• _Written tasks_:
a - According to the basketball column, why did Stephen Curry direct his shimmy toward the Atlanta Hawks bench? Answer in one to three sentences.
b - Write the next part of the basketball column, picking up right after its final question about why a player would sit there and take it.

• _Source extract_:
━━━

Hello fellow Stiffs and fellow basketball junkies. Welcome to my new weekly column "Random thoughts from Basketball Oblivion". These will post on the weekend and wrap up some thoughts that I have that don't need a whole column.

Lets get started

Have some professional pride!

Last week, after he made a three point basket, Golden State Warriors superstar Stephen Curry turned to the Atlanta Hawks bench and did his patented “shimmy”:

Curry stated that was for his good friend Kent Bazemore who was seated on the bench. For whatever reason there was no response from the Hawks. No hard foul. Not even a verbal confrontation with Curry. Zilch. It leads me to wonder why on earth players in the NBA have some professional pride? If Curry is clowning you, in a close game, why do you just sit there and take it?

━━━

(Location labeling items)
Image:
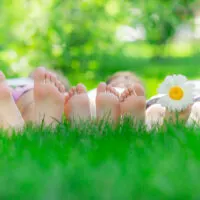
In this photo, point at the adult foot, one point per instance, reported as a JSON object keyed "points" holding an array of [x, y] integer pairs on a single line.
{"points": [[49, 98], [107, 103], [133, 102], [10, 115], [77, 105]]}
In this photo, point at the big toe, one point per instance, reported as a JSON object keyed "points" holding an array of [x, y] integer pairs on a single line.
{"points": [[101, 88], [81, 89], [139, 90], [2, 77], [39, 74]]}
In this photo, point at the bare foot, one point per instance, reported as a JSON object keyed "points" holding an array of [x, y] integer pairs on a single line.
{"points": [[195, 114], [107, 103], [49, 97], [182, 116], [133, 102], [155, 115], [10, 115], [77, 105]]}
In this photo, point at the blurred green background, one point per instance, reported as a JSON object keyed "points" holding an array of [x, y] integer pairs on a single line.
{"points": [[90, 39]]}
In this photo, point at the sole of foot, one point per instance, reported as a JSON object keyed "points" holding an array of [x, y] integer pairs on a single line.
{"points": [[77, 104], [49, 98], [107, 103], [133, 103], [10, 115]]}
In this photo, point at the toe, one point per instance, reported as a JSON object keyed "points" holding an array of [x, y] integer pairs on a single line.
{"points": [[73, 90], [139, 90], [109, 89], [67, 97], [39, 74], [131, 90], [123, 96], [127, 93], [2, 77], [101, 88], [48, 77], [62, 88], [53, 77], [81, 89]]}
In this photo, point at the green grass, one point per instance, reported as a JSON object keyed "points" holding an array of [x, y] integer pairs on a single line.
{"points": [[80, 163]]}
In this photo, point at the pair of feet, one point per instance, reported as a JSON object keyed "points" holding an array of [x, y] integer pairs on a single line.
{"points": [[48, 101], [110, 106]]}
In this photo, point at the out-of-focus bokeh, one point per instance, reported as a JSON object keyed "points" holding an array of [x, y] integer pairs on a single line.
{"points": [[90, 39]]}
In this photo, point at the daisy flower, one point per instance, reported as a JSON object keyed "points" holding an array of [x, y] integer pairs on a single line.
{"points": [[177, 93]]}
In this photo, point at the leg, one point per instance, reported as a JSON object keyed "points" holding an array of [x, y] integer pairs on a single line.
{"points": [[77, 105], [48, 97], [107, 103], [10, 115]]}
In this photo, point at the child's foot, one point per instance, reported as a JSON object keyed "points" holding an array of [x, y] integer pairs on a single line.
{"points": [[77, 105], [133, 102], [195, 114], [49, 97], [182, 116], [155, 115], [107, 103], [8, 110]]}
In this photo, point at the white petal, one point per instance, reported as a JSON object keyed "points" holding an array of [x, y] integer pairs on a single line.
{"points": [[179, 79], [164, 88]]}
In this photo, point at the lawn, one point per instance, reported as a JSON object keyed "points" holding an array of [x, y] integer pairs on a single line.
{"points": [[122, 163], [81, 163]]}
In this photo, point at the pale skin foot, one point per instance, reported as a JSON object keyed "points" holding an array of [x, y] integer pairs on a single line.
{"points": [[49, 98], [77, 104], [10, 115], [133, 103], [107, 103], [156, 115], [181, 116]]}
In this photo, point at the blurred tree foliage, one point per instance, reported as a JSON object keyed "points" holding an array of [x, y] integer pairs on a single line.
{"points": [[74, 35], [161, 19]]}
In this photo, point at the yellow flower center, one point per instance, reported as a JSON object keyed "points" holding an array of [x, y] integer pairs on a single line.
{"points": [[176, 93]]}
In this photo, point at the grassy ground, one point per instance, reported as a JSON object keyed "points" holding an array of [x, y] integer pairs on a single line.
{"points": [[79, 163]]}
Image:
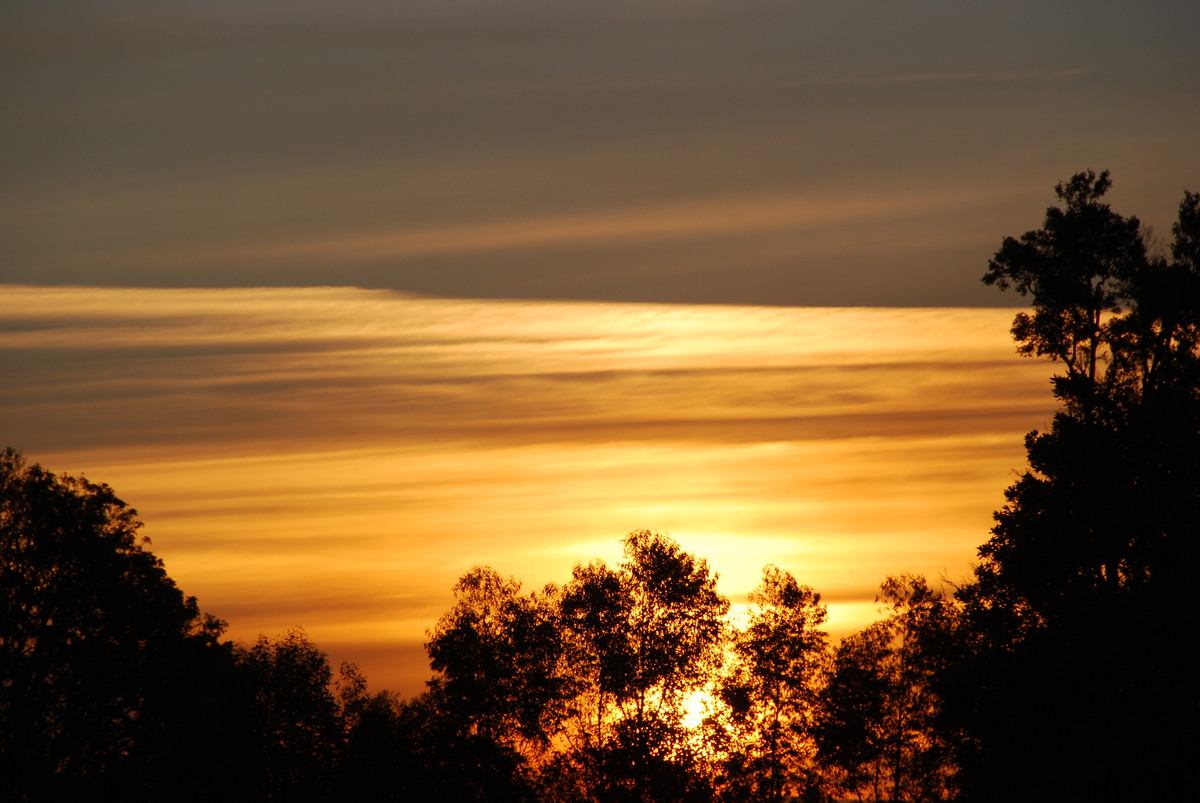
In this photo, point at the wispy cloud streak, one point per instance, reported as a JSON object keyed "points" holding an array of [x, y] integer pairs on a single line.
{"points": [[335, 457]]}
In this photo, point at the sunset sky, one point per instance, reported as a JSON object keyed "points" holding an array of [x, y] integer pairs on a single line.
{"points": [[349, 297]]}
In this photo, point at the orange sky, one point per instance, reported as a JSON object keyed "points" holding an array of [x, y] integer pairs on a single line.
{"points": [[336, 457]]}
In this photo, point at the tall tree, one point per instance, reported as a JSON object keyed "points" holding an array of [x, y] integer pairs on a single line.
{"points": [[1081, 594], [109, 676]]}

━━━

• _Task-by-task outputs_:
a - Curry stated that the shimmy was meant for his good friend Kent Bazemore, who was seated on the Hawks bench.

b -
Nuggets fans. Can you imagine what Kenyon Martin would have done if Curry showboated in FRONT of the Nuggets bench? Let alone Dahntay Jones? Hell, even Chauncey Billups would have had something to say to Curry. It’s perplexing to me the way OTHER teams in the NBA (with MAYBE the exception of the Los Angeles Clippers) just let the Dubs clown them at every turn. Why does this happen?

This is why I was kind of happy when Danilo Gallinari mocked Curry after he tried to hot dog it against the Italian Forward and lost the ball at the end of the Nuggets victory over the Warriors in January:

The responses, like that from Gallo, have been few and far between. Raja Bell and Rip Hamilton spoke about what they would have done to Curry if he had done that to them (HT: Matt Moore of CBS Sports). Have some professional pride. If you don’t have some respect for yourself, why should the Warriors have respect for you?

Speaking of Gallo

Danilo Gallinari’s injury and it’s impact on the Nuggets

In Overtime of Friday night’s loss to the Dallas Mavericks the true affect of Gallo’s injury (ankle, which occurred in the third quarter of the same game) was seen in boldface fashion.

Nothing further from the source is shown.